▶ EXERCISE OBJECTIVE
Write out all of the entries, matching the original exactly.

Point localization data
------------------------------------

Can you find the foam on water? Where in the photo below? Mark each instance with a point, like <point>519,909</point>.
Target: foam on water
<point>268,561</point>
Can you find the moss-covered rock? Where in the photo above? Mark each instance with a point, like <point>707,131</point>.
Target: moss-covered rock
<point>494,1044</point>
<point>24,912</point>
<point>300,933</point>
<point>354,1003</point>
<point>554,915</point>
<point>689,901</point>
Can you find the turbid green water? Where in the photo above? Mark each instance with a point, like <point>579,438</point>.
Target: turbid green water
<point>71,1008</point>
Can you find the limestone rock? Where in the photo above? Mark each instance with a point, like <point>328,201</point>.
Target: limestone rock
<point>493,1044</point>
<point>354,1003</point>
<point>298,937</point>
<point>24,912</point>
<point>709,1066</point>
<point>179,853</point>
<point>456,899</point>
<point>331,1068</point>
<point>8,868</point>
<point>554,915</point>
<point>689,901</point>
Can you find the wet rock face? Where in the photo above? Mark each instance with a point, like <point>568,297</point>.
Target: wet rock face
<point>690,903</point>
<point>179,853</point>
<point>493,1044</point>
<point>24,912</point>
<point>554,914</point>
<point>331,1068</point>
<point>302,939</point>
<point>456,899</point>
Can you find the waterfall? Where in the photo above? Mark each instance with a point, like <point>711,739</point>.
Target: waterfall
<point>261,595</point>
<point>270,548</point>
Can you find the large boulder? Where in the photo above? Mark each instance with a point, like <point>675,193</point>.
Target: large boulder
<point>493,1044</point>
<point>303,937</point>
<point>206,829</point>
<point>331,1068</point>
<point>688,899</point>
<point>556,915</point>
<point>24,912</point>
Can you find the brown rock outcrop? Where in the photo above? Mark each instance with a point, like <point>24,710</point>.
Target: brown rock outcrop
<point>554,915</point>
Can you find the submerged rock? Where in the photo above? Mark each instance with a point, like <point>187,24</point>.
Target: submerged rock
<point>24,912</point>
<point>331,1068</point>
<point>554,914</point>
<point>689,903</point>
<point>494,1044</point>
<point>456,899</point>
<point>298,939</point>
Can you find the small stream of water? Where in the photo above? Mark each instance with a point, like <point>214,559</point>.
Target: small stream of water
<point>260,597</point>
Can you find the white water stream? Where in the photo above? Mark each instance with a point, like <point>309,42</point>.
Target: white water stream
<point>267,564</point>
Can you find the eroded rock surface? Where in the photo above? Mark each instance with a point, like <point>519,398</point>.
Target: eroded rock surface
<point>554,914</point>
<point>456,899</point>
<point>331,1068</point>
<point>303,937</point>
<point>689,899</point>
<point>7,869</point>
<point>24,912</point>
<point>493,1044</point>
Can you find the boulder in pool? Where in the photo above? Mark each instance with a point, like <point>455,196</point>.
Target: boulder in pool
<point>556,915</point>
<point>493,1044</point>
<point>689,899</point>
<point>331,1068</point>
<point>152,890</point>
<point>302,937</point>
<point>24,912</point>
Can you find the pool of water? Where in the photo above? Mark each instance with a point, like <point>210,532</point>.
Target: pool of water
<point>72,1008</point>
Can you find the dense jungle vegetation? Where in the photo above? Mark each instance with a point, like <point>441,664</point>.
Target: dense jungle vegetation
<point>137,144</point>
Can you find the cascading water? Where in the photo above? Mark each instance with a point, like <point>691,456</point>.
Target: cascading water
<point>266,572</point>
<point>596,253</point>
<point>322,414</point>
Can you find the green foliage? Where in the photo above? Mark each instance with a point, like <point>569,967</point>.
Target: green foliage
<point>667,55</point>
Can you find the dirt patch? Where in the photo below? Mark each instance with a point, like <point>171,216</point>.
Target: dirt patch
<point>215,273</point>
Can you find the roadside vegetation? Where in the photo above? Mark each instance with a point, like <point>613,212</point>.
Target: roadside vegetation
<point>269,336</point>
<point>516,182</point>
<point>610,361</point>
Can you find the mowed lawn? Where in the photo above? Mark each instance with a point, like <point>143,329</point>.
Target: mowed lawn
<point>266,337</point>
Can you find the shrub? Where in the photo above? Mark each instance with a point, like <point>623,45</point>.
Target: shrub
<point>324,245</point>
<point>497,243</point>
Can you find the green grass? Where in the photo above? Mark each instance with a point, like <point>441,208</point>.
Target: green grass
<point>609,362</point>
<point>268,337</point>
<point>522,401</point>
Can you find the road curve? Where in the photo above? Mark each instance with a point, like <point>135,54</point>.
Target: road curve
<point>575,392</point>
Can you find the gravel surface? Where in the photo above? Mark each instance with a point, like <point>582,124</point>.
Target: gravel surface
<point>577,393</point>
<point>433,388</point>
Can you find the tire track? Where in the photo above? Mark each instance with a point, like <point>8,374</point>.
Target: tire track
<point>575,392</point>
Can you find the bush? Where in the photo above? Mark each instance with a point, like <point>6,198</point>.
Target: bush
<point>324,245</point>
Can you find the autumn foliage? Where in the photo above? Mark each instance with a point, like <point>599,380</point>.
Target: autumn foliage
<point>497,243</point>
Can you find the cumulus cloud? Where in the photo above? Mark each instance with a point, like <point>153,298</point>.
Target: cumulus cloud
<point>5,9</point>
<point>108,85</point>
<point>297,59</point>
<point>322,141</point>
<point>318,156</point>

------------------------------------

▶ WORKED SOLUTION
Can you find the foam on water? Where in the photo below? Mark each instance with a point, like <point>519,909</point>.
Target: foam on water
<point>268,561</point>
Can you find the moss-covered rock? Where in the photo above? Mark each instance with a point, like <point>707,131</point>.
Target: moss-covered rock
<point>494,1044</point>
<point>24,912</point>
<point>300,933</point>
<point>354,1003</point>
<point>554,915</point>
<point>689,901</point>
Can you find the turbid green water? Where in the photo above? Mark each instance with a point, like <point>579,438</point>.
Target: turbid green water
<point>71,1008</point>
Can you find the limestone rock? Where in the photo above? Mark each instance with a point, like <point>328,201</point>.
Target: limestone rock
<point>493,1044</point>
<point>354,1003</point>
<point>298,937</point>
<point>24,912</point>
<point>709,1066</point>
<point>179,853</point>
<point>456,899</point>
<point>331,1068</point>
<point>8,868</point>
<point>554,915</point>
<point>689,901</point>
Can you find the wet rock face? Where in the photo above? Mark each instance with a point, like <point>568,297</point>.
Target: wet rock face
<point>690,903</point>
<point>179,853</point>
<point>493,1044</point>
<point>24,912</point>
<point>554,914</point>
<point>331,1068</point>
<point>302,939</point>
<point>456,899</point>
Can you find the waterfall? Where in the photo above? Mark each instance with a point, like <point>711,739</point>.
Target: waterfall
<point>261,595</point>
<point>270,548</point>
Can you find the large boulder? Where in the photo above? Mark each instance with a point, like <point>675,193</point>.
Target: large boulder
<point>493,1044</point>
<point>303,937</point>
<point>206,829</point>
<point>331,1068</point>
<point>688,899</point>
<point>556,915</point>
<point>24,912</point>
Can you find the brown rock outcrop? Where in the photo above? Mark each instance with a point, like <point>24,710</point>.
Target: brown rock outcrop
<point>554,915</point>
Can you find the submerged rock? Where in the photo above? Mark each instance with a point, like <point>187,24</point>.
Target: submerged rock
<point>24,912</point>
<point>331,1068</point>
<point>554,914</point>
<point>689,903</point>
<point>494,1044</point>
<point>456,899</point>
<point>298,939</point>
Can you find the small stream of water? Where in the photo above? Mark each instance with a point, like <point>214,559</point>.
Target: small stream of water
<point>260,597</point>
Can you find the white water stream? Where in the photo above? Mark each instance with a point, like <point>309,42</point>.
Target: white water stream
<point>267,564</point>
Can you find the eroded rock surface? Where in the photo above? Mark each instance with a point, like <point>519,398</point>.
Target: eroded rock surface
<point>554,914</point>
<point>456,899</point>
<point>331,1068</point>
<point>303,937</point>
<point>689,899</point>
<point>7,869</point>
<point>24,912</point>
<point>493,1044</point>
Can you find the boulder in pool? Where in the photo above? Mark each instance with a point, like <point>455,196</point>.
Target: boulder in pool
<point>556,915</point>
<point>493,1044</point>
<point>689,899</point>
<point>331,1068</point>
<point>152,890</point>
<point>302,937</point>
<point>24,912</point>
Can you find the pool of water? Where in the photo above? Mark each instance with a point, like <point>210,532</point>.
Target: pool of water
<point>72,1008</point>
Can you find the dense jungle vegetation? Where in the photo above? Mark each instance with a point, like <point>441,664</point>.
Target: dense jungle vegetation
<point>137,144</point>
Can you find the cascading water? Where in the photo above? Mark each instance with a point, like <point>691,456</point>.
Target: cascading water
<point>266,572</point>
<point>596,253</point>
<point>322,414</point>
Can you find the green foliage? Where in the photo above? Mark each instance with a point, like <point>569,967</point>.
Target: green foliage
<point>667,55</point>
Can you find the dirt patch? Where in the photo below? Mark each instance with a point, like <point>171,216</point>.
Target: dirt patch
<point>215,273</point>
Can you find the roadside vegetation? Where in the photo above? Mark each instance with a point, like <point>613,212</point>.
Target: roadside vegetation
<point>269,336</point>
<point>516,182</point>
<point>610,361</point>
Can you find the mowed lawn? Where in the photo above? Mark each instance with a point, like <point>143,329</point>.
Target: mowed lawn
<point>266,337</point>
Can you find the shrub? Where in the photo above? Mark each instance with a point, like <point>623,45</point>.
Target: shrub
<point>324,245</point>
<point>497,243</point>
Can you find the green grass? Where in the photo above? Mark each instance with a point, like <point>441,208</point>.
Target: green grass
<point>609,362</point>
<point>268,337</point>
<point>522,401</point>
Can you find the road curve? Where in the photo above? Mark each instance with a point, like <point>135,54</point>.
Target: road curve
<point>575,392</point>
Can you find the gravel surface? Where in the photo above? Mark each instance with a point, like <point>582,124</point>.
Target: gravel surface
<point>577,393</point>
<point>433,388</point>
Can you find the tire track? Where in the photo above? Mark each instance with a point, like <point>8,374</point>.
Target: tire track
<point>575,392</point>
Can you find the bush? Where in the photo above? Mark each instance with a point, like <point>6,198</point>.
Target: bush
<point>324,245</point>
Can you find the autumn foliage? Where in the photo above? Mark each instance with a point, like <point>599,380</point>.
Target: autumn foliage
<point>497,243</point>
Can you find the cumulus cloud? Where in the photo above? Mark each instance with a point, like <point>153,298</point>.
Target: cumulus cloud
<point>5,9</point>
<point>108,85</point>
<point>297,59</point>
<point>322,141</point>
<point>318,156</point>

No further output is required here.